* _Consignas de trabajo_:
[1] Indica si cada afirmación concuerda con el texto sobre las novelas de David Torres: (a) Niños de tiza obtuvo el XXX Premio Tigre Juan en 2008; (b) Roberto Esteban se retiró tras un combate en Argentina; (c) en las novelas de David Torres no hay violencia. Responde sí o no a cada una y cita literalmente las palabras del texto que lo deciden.
[2] Retoma el texto sobre las novelas de David Torres y continúalo a partir de su última oración.

* _Texto de referencia_:
·····
Son estas razones las que me llevan a leer con tanto entusiasmo a David Torres, que con El gran silencio (finalista del Premio Nadal, 2003) y Niños de tiza (XXX Premio Tigre Juan, 2008), se permite hurgar en los recuerdos, en pequeñas historias cotidianas, grandes amores no del todo olvidados, viejos rencores que siempre se tienen presentes, convirtiendo en trascendentes esos detalles insignificantes que casi nadie recuerda, la vida en las calles. Emplearemos palabras del propio David: "la insobornable ética de barrio" es la que hace que el sentido del compromiso, de la camaradería, la amistad, siga siendo una verdad incuestionable para sus personajes.

Y hablamos de camaradería y amistad con toda la intención. Frente a tantas novelas del género que se centran en la dureza de comportamiento, en la maldad intrínseca a la gran ciudad, David Torres prefiere equilibrar la balanza con emociones positivas. No es que en sus novelas no haya violencia, traición, venganzas, que las hay, y además muchas veces las presenta con visceralidad, incluso con ensañamiento. Pero sus personajes siempre buscarán, aunque sea sin éxito, la redención, apelando a sus sentimientos, los sentimientos que los unen.
El gran silencio nos presentaba al boxeador retirado Roberto Esteban. Retirado después de un combate poco afortunado en México, que le dejó secuelas imborrables. Después de todo aquello, Esteban sólo se ha podido dedicar a lo único que sabe hacer bien: dar hostias. Gana dinero aquí y allá impartiendo lo que él considera justicia callejera, poniendo en alquiler su musculatura para propinar palizas por encargo.
Y ese es el mundo por el que se mueve el protagonista, un mundo sórdido y violento del que él se protege gracias a su mundo interior, su alma de poeta.
Si bien El gran silencio se presentaba como novela negra canónica, contundente y enérgica como una canción de rock, la continuación de las andanzas de Roberto Esteban, Niños de tiza, asemeja más bien una delicada sinfonía, que comienza con un prolongado preludio para después bifurcarse en pequeños caminos, hasta culminar, in crescendo, en un desenlace intenso, donde los personajes llegan muy lejos, quizás más lejos de lo que todos habían pensado.
·····
* _Datos extraídos_:
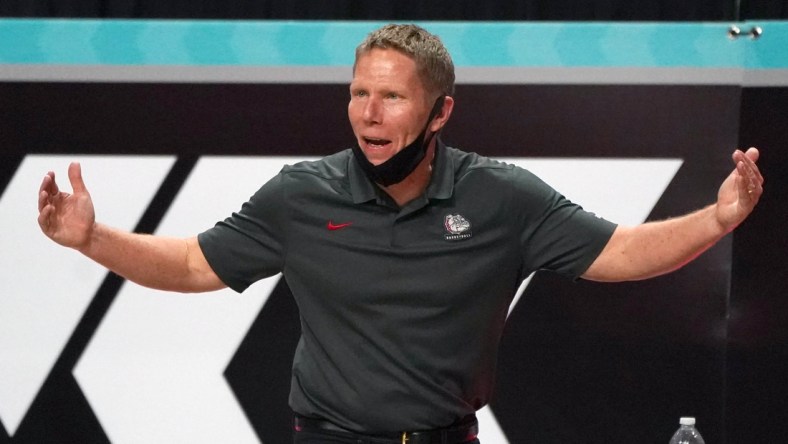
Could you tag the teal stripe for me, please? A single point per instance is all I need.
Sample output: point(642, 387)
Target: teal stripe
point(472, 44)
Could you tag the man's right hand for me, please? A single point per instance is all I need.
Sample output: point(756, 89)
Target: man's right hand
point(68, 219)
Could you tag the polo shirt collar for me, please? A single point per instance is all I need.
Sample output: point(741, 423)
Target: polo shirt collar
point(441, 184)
·····
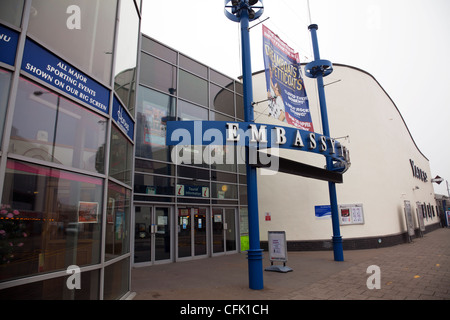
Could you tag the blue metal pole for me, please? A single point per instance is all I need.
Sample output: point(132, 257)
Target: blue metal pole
·····
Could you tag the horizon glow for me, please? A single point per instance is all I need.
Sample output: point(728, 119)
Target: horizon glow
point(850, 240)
·····
* _Respuestas_:
[1]
(a) Sí: «Niños de tiza (XXX Premio Tigre Juan, 2008)».
(b) No: «Retirado después de un combate poco afortunado en México».
(c) No: «No es que en sus novelas no haya violencia, traición, venganzas, que las hay».

[2]
En efecto, en Niños de tiza, David Torres hace uso de su sabiduría narrativa para retrotraernos a una época, los primeros años del postfranquismo, donde se desarrolla la infancia de Roberto Esteban. Donde empezó todo, cuando se fraguaron las amistades irrenunciables, nacieron los viejos amores, y también los viejos odios. La razón de esta vuelta al pasado se encuentra en el retorno del ex boxeador al barrio en que nació. Esteban regresa a San Blas por una temporada para cuidar de su anciana madre, recién operada de varices. Volver a sus calles le trae recuerdos; ya nada es como lo recordaba. En aquel oscuro pasadizo donde se encontraban las pintadas de la Mano Negra ahora hay graffitis modernos, rebosantes de color; los viejos comercios del barrio han sido reformados o reconvertidos en chinos, de esos donde se venden desde camisetas hasta golosinas. El gran acierto de este retorno al pasado es que recupera la perspectiva infantil; no pretende retratar los procesos políticos vividos en aquellos años de cambios; antes bien, David Torres prefiere mirar aquella época con los ojos de la infancia, de manera intuitiva e imaginativa, por momentos mágica.
Y después de tantos años, el pasado le sigue pisando los talones al antiguo púgil. No son sólo los recuerdos que afloran, también aquellas caras conocidas que reencuentra le empujan a revivir todo ese mundo que el tiempo ha sepultado. Será Lola, la tía buena del colegio, en cuya belleza el paso del tiempo se ha hecho notar, quien le invite a volver a las viejas historias. Sí, otra vez, pero en esta ocasión de manera definitiva.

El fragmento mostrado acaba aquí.